### Problem:
Change "timber" to "lumber" in the passage on Sydney Bellingham between "By 1824, Sir" and "at Fenelon Falls.", inclusive, and write out that stretch.
── Passage to read
By 1824, Sir Alan Bellingham had run into financial difficulties and leaving his family in Ireland, he fled his debtors to France, taking up residence at Châtillon-sur-Loire. Then just fifteen years old, Sydney came to Canada alone to seek his fortune. Arriving in Quebec, he travelled widely throughout Upper Canada until 1827 when he took a job in the timber business at Montreal under another Anglo-Irishman, the brother of George Hamilton. A few months before his marriage, he started an import-export business with his friend James Wallis (1807–1893), formerly of Drishane Castle, County Cork, who had settled at Fenelon Falls.

In 1831, Bellingham married Arabella Holmes (1808–1887), to whom he was related through his grandmothers family. She was the youngest daughter of one of his father's friends, William Holmes of Quebec. Her family were well-connected in the Canadas and in addition to that she was the heiress to 15000 acre of land in the counties of Buckland and Bellechasse. After the failure of his business with Wallis, aided by his wife's money, Bellingham entered Canadian politics.

==Canadian Politics, Business & Military==
In 1834, Bellingham was an unsuccessful candidate in Montreal East for a seat in the Legislative Assembly of Lower Canada. He opposed the reforms to government being proposed by the Parti Patriote. He was named a Justice of the Peace in 1837. During the Lower Canada Rebellion, Bellingham served as a captain with the Royal Montreal Cavalry and the aide-de-camp to Lt.-Col. George Augustus Wetherall. As a civil magistrate he led many daring raids deep into Patriote territory to arrest the rebel leaders during the war.
────
── Record set
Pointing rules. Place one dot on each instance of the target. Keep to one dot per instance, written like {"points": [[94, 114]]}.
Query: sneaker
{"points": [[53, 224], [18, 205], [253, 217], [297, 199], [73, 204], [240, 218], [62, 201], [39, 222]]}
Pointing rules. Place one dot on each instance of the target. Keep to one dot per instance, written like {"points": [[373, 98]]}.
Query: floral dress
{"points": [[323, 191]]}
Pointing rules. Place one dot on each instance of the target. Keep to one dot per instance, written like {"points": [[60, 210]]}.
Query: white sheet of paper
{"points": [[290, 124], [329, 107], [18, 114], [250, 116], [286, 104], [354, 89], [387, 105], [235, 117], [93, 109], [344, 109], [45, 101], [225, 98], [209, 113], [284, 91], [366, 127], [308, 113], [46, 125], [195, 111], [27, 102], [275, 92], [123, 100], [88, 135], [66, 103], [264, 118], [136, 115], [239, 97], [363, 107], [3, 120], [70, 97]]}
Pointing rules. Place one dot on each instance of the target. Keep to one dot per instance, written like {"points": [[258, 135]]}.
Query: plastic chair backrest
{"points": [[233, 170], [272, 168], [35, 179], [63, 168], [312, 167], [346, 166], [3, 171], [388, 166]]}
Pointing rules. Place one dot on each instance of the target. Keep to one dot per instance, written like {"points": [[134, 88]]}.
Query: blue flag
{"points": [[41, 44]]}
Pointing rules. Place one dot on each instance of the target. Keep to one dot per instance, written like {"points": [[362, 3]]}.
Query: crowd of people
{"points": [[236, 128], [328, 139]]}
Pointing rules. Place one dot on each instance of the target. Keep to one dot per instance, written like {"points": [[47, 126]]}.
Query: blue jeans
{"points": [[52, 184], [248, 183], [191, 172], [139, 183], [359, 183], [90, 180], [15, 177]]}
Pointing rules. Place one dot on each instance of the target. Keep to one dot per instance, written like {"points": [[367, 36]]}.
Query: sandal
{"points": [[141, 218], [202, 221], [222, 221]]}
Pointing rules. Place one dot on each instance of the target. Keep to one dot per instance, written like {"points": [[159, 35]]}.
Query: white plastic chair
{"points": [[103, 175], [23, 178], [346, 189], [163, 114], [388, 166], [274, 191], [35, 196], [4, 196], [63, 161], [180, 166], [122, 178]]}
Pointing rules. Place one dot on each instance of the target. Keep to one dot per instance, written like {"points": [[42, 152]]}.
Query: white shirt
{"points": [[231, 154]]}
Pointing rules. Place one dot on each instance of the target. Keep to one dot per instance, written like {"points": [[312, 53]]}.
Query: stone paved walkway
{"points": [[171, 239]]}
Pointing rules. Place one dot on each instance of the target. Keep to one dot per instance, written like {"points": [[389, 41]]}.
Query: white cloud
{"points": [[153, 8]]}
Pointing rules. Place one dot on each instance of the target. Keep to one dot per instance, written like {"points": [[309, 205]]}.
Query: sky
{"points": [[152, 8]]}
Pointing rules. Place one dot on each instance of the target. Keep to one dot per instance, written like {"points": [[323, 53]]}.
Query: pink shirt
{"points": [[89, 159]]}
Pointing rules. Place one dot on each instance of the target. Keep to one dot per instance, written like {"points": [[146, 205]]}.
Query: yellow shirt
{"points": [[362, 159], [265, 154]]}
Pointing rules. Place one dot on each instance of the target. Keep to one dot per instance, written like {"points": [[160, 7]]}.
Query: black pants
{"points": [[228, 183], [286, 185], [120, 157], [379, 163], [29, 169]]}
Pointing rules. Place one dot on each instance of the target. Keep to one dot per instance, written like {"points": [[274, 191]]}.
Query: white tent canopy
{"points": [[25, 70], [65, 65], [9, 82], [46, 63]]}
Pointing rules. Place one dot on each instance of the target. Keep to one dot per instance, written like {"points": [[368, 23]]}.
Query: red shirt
────
### Completed task:
By 1824, Sir Alan Bellingham had run into financial difficulties and leaving his family in Ireland, he fled his debtors to France, taking up residence at Châtillon-sur-Loire. Then just fifteen years old, Sydney came to Canada alone to seek his fortune. Arriving in Quebec, he travelled widely throughout Upper Canada until 1827 when he took a job in the lumber business at Montreal under another Anglo-Irishman, the brother of George Hamilton. A few months before his marriage, he started an import-export business with his friend James Wallis (1807–1893), formerly of Drishane Castle, County Cork, who had settled at Fenelon Falls.